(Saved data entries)
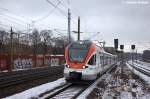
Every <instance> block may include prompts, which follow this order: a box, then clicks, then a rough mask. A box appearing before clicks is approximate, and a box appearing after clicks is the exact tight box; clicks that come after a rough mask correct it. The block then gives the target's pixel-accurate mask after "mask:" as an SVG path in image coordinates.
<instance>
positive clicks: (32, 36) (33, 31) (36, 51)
mask: <svg viewBox="0 0 150 99" xmlns="http://www.w3.org/2000/svg"><path fill="white" fill-rule="evenodd" d="M40 41H41V38H40V34H39V32H38V30H37V29H34V30H33V32H32V45H33V55H34V59H35V63H34V66H35V67H36V66H37V64H36V63H37V59H36V56H37V49H38V46H37V44H38V43H40Z"/></svg>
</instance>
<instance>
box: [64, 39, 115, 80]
mask: <svg viewBox="0 0 150 99" xmlns="http://www.w3.org/2000/svg"><path fill="white" fill-rule="evenodd" d="M116 58H117V56H116V55H112V54H110V53H107V52H106V51H104V49H103V47H100V46H99V45H98V43H95V42H92V41H89V40H83V41H76V42H73V43H71V44H70V45H68V46H67V48H66V50H65V60H66V64H65V68H64V77H65V78H66V80H70V79H77V80H95V79H96V78H97V76H98V75H99V74H102V73H104V72H105V71H106V70H107V69H109V68H110V67H111V66H112V65H113V64H115V63H116Z"/></svg>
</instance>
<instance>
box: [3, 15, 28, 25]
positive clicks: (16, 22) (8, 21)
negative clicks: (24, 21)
mask: <svg viewBox="0 0 150 99" xmlns="http://www.w3.org/2000/svg"><path fill="white" fill-rule="evenodd" d="M1 18H3V19H5V21H8V22H11V23H14V24H17V25H19V26H20V25H21V26H25V25H23V24H20V23H17V22H14V21H12V20H10V19H6V17H5V18H4V17H2V16H1Z"/></svg>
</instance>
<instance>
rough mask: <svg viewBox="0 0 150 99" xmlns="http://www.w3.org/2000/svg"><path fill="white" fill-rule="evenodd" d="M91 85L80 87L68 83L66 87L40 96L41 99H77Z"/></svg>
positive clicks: (81, 86) (55, 90) (87, 85)
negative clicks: (77, 97) (85, 89)
mask: <svg viewBox="0 0 150 99" xmlns="http://www.w3.org/2000/svg"><path fill="white" fill-rule="evenodd" d="M88 86H89V85H84V86H83V85H79V84H71V83H67V84H66V85H64V86H62V87H60V88H57V89H55V90H52V91H50V93H47V94H43V95H40V97H39V99H75V98H76V97H78V95H80V94H81V93H82V92H83V91H84V90H85V89H86V88H87V87H88Z"/></svg>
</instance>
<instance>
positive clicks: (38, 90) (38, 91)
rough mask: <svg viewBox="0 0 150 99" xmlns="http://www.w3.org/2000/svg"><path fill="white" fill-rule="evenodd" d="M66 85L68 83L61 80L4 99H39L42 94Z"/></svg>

Work order: Return a copy of each line in the entries that carries the string "rough".

Final answer:
Every <instance> block may include prompts, which follow this order: a box, then clicks, then a rough mask. A box appearing before clicks is approximate, and a box appearing after clicks is the exact tight box; clicks that come after a rough mask correct it. The block then gives the target's pixel-accurate mask after "mask:" as an SVG path in image coordinates.
rough mask: <svg viewBox="0 0 150 99" xmlns="http://www.w3.org/2000/svg"><path fill="white" fill-rule="evenodd" d="M91 85L80 87L68 83L66 87L40 96L41 99H77Z"/></svg>
rough mask: <svg viewBox="0 0 150 99" xmlns="http://www.w3.org/2000/svg"><path fill="white" fill-rule="evenodd" d="M66 85L68 83L61 80L4 99H39L42 94Z"/></svg>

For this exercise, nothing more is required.